**PARTS OF THE EXERCISE**
• A. Translate this sentence from the news report on the teacher sentenced over a mask into Spanish: "The sentence has been suspended for three years."
• B. Print the part of the news report on the teacher's mask case from "The mother had" up to and including "but without success.".

The Three-Member Criminal Court in Athens sentenced to 12-month imprisonment a teacher for not wearing a mask in the classroom violating the state rules and setting students’ and colleagues’ lives at risk.
The teacher at a vocational lyceum in Ilioupolis suburb of Athens was arrested on October 23 following complaints by a student’s mother.
The mother had claimed that the teacher expelled her son from the classroom when he asked her to wear the mask. The school principal tried to settle the issue away form the court room but without success.
The court, by a majority, found the teacher guilty of the offenses of violating the measures against the spread of the coronavirus and the disruption of the service, recognizing her the mitigation of the previous legal life.
The sentence has been suspended for three years.
Apologizing, the teacher claimed that she had informed the school principal and the students that she would often take off her mask due to an ear-infection but she would all other measures to protect against coronavirus: “I would never endanger the students and my colleagues,” she reportedly told the court.
According to the teacher, the complaint by a student’s parent that she expelled him because he asked her to wear her mask was not valid. She said that she instructed the student and other classmates to leave the room because “they were swearing and cursing.”
In court, the principal said that he had not seen if the teacher was wearing a mask or not and added that students’ councils had reported that she was not wearing a mask and that they abstained from her classes.
The public prosecutor has demanded teacher’s conviction saying that she did not respect the law and wondered if she was aware of the danger. He added that based on her testimony, she was implementing the measures against the virus according to her liking
“The issue issue is the mask, but respecting the law,” the prosecutor stressed.

Dataset excerpts
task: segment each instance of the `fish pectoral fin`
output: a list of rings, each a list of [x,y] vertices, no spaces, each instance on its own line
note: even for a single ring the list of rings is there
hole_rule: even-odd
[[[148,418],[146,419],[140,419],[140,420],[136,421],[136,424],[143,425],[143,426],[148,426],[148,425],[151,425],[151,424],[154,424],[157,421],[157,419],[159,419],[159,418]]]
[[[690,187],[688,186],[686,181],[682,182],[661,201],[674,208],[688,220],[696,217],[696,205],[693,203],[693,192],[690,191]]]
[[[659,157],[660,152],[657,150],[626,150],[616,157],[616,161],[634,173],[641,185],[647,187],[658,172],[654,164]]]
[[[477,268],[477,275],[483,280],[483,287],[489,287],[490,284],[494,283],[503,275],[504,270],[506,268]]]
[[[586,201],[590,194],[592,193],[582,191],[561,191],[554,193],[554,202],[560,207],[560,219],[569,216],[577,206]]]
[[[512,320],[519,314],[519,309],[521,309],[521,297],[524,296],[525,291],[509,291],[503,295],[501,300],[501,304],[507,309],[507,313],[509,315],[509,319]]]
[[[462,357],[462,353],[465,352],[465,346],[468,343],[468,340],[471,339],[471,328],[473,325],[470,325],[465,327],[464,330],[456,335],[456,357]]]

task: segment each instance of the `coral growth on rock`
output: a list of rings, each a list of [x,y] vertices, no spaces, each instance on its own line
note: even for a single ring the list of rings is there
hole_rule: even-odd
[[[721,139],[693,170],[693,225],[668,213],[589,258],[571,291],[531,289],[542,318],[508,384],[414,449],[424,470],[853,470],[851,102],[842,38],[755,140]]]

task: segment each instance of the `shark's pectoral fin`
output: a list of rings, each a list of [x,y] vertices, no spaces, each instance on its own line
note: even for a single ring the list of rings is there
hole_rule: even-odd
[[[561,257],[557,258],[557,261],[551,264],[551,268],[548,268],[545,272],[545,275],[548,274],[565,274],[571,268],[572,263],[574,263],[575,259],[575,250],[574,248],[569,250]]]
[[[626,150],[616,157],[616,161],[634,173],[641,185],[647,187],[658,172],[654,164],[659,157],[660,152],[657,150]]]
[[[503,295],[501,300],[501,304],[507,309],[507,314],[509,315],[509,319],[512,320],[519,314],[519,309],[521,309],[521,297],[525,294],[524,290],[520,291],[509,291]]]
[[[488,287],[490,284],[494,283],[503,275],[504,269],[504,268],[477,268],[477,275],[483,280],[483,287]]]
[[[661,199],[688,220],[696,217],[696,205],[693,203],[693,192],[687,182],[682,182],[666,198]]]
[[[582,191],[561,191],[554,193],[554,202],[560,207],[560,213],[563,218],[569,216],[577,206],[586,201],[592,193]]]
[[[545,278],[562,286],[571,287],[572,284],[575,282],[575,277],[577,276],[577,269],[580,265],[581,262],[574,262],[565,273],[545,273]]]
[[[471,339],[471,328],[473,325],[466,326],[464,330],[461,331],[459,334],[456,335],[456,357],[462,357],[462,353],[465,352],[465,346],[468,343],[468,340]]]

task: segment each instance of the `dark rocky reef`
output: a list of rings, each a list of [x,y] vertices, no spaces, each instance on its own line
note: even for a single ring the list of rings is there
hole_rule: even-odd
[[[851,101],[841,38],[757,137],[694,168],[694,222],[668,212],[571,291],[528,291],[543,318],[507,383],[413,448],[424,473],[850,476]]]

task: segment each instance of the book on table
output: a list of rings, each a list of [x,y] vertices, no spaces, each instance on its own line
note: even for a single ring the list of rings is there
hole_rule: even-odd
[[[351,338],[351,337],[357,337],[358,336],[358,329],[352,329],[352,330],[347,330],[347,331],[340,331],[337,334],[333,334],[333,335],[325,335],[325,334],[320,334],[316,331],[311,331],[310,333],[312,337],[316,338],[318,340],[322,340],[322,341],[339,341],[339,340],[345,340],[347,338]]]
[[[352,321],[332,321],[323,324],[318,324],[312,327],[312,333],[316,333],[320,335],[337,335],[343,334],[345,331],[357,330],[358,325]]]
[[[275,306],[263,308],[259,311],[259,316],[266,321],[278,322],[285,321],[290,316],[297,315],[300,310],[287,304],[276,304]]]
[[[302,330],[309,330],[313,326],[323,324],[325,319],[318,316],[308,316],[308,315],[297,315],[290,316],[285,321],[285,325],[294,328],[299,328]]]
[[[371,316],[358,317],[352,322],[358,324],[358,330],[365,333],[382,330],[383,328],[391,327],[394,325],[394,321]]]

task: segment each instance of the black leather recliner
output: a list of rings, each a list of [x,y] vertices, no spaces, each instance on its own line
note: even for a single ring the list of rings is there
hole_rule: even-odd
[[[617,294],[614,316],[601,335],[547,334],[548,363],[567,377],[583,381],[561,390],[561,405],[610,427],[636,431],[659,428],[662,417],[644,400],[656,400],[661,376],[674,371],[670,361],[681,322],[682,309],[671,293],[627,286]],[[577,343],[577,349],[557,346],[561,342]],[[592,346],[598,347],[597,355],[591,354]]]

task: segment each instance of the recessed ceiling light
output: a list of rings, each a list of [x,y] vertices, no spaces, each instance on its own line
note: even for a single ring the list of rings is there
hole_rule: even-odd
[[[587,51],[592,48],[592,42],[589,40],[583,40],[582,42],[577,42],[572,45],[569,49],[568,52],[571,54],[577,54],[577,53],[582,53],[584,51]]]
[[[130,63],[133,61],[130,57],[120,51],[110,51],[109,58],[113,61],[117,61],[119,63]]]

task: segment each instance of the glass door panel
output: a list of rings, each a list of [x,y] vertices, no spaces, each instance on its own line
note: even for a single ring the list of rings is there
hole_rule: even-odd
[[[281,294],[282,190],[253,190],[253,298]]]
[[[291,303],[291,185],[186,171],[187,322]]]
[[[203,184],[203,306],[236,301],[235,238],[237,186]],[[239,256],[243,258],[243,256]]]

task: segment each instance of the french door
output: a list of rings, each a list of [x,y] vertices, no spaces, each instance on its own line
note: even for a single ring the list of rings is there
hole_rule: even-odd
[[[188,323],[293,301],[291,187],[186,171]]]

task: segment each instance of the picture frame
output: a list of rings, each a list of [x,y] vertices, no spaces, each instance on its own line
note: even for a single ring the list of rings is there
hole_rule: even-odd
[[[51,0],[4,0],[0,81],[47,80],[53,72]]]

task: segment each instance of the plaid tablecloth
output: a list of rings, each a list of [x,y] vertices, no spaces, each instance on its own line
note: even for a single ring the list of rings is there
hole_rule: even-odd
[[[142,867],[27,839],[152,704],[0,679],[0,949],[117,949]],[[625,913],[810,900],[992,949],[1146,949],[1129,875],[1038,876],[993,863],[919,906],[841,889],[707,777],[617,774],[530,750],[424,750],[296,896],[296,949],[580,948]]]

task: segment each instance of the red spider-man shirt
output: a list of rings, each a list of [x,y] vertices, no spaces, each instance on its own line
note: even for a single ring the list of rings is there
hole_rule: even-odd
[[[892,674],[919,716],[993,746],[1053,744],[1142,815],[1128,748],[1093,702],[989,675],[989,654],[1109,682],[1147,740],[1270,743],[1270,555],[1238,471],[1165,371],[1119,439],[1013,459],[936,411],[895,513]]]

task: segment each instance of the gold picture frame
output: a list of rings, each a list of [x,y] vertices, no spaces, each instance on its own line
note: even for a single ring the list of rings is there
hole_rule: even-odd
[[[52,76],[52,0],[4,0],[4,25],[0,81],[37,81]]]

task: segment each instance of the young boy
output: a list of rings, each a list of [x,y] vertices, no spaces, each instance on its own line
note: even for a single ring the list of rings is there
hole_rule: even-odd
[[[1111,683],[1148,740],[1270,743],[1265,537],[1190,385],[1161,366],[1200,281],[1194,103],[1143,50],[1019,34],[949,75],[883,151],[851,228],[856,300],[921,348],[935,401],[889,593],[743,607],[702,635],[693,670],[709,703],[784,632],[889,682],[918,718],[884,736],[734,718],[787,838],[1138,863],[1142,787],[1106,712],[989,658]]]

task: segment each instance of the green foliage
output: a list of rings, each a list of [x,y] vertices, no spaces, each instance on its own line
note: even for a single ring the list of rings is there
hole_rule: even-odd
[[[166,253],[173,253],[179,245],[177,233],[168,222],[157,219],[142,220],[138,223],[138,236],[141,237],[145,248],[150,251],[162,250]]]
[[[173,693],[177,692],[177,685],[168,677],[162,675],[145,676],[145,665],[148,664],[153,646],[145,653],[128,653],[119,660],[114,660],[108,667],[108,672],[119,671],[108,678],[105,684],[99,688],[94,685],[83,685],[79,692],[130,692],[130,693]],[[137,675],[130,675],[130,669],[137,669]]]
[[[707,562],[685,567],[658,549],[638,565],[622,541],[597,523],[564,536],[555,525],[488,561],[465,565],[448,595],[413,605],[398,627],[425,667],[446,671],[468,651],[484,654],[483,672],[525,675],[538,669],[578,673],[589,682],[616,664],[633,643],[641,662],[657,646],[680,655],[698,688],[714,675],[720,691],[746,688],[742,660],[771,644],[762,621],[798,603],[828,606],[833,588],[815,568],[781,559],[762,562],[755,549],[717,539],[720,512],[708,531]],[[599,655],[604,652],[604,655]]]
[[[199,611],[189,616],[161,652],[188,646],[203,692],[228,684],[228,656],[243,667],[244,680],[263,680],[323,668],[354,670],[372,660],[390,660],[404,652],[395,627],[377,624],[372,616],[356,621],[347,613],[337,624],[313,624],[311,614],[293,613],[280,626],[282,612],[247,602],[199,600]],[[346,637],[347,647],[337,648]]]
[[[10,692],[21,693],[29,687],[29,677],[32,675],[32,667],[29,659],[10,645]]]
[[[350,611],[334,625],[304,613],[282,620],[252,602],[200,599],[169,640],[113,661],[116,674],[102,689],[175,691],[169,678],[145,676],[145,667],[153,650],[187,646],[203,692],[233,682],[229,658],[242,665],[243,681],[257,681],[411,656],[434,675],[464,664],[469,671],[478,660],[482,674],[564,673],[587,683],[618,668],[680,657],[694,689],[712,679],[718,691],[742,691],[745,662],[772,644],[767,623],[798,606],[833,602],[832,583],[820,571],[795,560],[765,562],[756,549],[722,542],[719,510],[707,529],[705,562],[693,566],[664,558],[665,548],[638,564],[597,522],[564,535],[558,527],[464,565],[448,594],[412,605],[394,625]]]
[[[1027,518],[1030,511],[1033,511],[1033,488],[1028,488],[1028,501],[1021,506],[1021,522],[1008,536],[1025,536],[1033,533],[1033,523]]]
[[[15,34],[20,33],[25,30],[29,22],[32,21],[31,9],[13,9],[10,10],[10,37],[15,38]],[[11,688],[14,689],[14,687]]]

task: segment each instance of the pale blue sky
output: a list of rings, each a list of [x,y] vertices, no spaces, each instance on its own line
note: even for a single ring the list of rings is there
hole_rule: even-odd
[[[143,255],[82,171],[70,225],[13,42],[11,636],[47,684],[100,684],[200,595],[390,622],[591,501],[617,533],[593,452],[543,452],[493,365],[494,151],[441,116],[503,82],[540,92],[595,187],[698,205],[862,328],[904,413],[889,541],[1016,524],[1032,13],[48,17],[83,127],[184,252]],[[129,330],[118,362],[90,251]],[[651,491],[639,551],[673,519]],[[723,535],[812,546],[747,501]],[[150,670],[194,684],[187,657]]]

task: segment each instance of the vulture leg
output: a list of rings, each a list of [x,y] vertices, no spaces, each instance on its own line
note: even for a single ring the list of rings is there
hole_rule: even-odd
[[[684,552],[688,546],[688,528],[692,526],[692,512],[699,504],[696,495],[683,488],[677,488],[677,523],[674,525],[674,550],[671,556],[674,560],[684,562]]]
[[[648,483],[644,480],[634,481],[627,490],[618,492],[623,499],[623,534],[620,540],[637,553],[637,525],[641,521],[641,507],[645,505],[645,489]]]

**ANSWERS GIVEN**
• A. La condena ha sido suspendida por tres años.

• B.
The mother had claimed that the teacher expelled her son from the classroom when he asked her to wear the mask. The school principal tried to settle the issue away form the court room but without success.